- SHORT PROBLEM -
Without the pictures, repeat the listing character for character.

[Start of DATA PROVIDED]

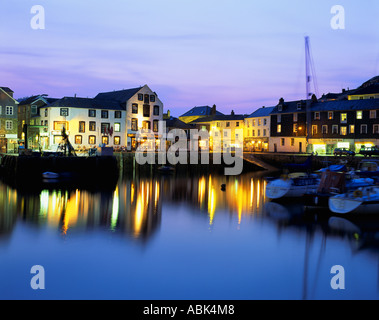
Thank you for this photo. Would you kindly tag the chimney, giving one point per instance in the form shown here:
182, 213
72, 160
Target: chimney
213, 110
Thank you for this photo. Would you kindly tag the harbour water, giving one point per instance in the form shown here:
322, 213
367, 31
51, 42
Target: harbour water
174, 236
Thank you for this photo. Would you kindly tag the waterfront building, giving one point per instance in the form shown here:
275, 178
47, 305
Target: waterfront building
8, 121
225, 131
111, 118
28, 112
88, 122
143, 113
198, 113
257, 130
349, 124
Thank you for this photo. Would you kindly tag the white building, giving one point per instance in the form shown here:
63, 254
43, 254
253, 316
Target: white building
111, 119
257, 130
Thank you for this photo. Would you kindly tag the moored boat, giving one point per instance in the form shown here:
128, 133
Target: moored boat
292, 185
362, 200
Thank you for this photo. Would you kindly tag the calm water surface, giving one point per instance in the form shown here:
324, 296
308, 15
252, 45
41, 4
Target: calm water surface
172, 237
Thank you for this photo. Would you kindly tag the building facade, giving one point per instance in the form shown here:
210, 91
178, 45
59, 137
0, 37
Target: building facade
257, 130
8, 121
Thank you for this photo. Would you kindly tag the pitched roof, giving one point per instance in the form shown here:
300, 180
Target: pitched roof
7, 90
88, 103
261, 112
220, 117
337, 105
173, 122
200, 111
120, 96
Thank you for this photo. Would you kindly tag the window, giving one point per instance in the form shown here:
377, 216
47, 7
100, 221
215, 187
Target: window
64, 112
92, 126
82, 126
92, 139
105, 127
146, 125
155, 125
78, 139
59, 125
146, 110
9, 125
134, 124
33, 109
117, 140
8, 110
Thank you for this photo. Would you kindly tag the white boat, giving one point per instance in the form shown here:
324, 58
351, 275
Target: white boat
50, 175
361, 200
292, 185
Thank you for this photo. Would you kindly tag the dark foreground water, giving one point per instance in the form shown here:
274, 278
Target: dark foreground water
173, 237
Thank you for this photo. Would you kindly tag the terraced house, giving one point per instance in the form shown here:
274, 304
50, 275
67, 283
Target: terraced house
111, 118
8, 121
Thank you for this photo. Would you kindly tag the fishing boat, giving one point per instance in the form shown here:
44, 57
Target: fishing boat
368, 169
335, 182
361, 200
292, 185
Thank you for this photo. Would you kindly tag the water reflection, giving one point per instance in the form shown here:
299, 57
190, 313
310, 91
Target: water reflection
134, 208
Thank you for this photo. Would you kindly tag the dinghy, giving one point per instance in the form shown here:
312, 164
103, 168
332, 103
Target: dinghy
361, 200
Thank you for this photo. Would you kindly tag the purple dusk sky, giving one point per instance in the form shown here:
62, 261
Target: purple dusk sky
237, 54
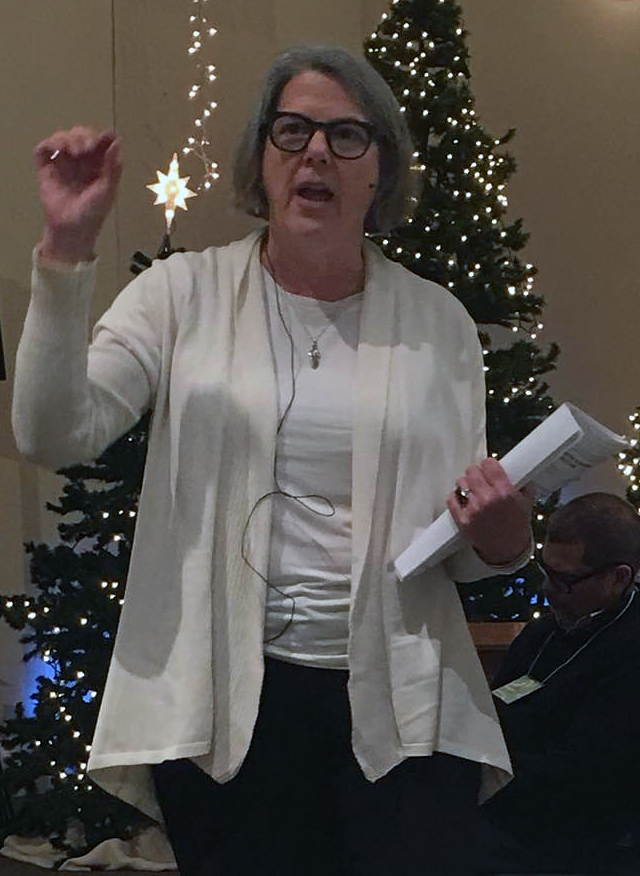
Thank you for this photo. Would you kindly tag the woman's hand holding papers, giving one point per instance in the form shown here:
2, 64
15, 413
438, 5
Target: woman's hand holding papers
492, 515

[End of DATA PROVIDED]

- TASK RESPONSE -
Thank you for this photo. Would you kindly tag the chimney, giving one point per instance in the form shown here:
182, 213
72, 160
Target: chimney
213, 110
Thank you for this photo. Would you kindly tag the harbour water, giving one point per instance in the form shown here:
322, 213
367, 31
51, 42
Target: harbour water
174, 236
Thank you for this photo. Would you kindly tag the waterfront building, giving one point per instance in the form shown here:
275, 178
47, 305
Target: waterfront building
8, 121
225, 131
111, 118
28, 112
88, 122
143, 113
198, 113
257, 130
349, 124
Thank you for this photo. Would you kindly tag the white building, giving one point per instance in the form shown here:
63, 254
43, 254
253, 316
Target: white building
111, 119
257, 130
Thank you for this photo. Would you kindly tag the moored boat, giving one point per instance in the form shown here:
128, 133
Target: moored boat
292, 185
362, 200
Thank you for this photo. Would you kindly tag the calm water surface, giving one point per instance in the form shown here:
324, 296
308, 15
252, 45
41, 4
Target: calm water surface
172, 237
Thank you for this photo. Would you kindly tag the building facade, giving one point per instance in the form shown here:
210, 91
178, 45
59, 137
0, 37
Target: building facade
257, 130
8, 121
Thank you for this photo. Would you kindly tag the pitched roof, giving one point per instance in the form shown here:
300, 180
Target: pitched roof
7, 90
88, 103
261, 112
220, 117
337, 105
173, 122
200, 111
120, 96
Thank you for this photo. Would you kindly tag the window, giving one point per instance in the form shown here:
377, 216
47, 7
100, 221
215, 187
Target: window
64, 112
92, 126
82, 126
92, 139
105, 127
146, 125
155, 125
78, 139
59, 125
146, 110
9, 125
134, 124
33, 109
117, 140
8, 110
Thank you for this photo. Would you kindly tag the white boat, giving one point per instance in the form shown here:
324, 58
351, 275
Target: white boat
50, 175
361, 200
292, 185
Thank you for this photo. Would you kindly tag the dark foreground water, giving one point per instance in the form shown here:
274, 278
Target: dark foreground water
173, 237
Thank you for this photo. Would you kindly tag the terraced house, giving one point per instance in the form shown here:
274, 304
50, 275
67, 283
Target: terraced house
111, 118
8, 121
Thank you for this photo. Would you kindly tag the fishing boat, giving one point per instance in the form shown here:
44, 57
Target: fishing boat
368, 169
335, 182
361, 200
292, 185
Thank you for this photo. Would you kindly tag the water reflection, giving one point per instance in the form shown here:
299, 57
190, 313
310, 91
Target: water reflection
134, 208
Thank you for this photo. Would you kindly tag the dinghy, giving one point per instance in the form shown here:
312, 164
103, 168
332, 103
Target: dinghy
361, 200
Thank you for this photo. Would you kindly tag the purple dusk sky, giving one point per instance in the form shown here:
62, 261
Target: purple dusk sky
237, 54
Thank you for this photo. Would you kindly tag the woman's hand holding papers, giving one point per instance in the form shown here:
2, 64
15, 413
438, 5
Target: woman's hand holding papers
492, 515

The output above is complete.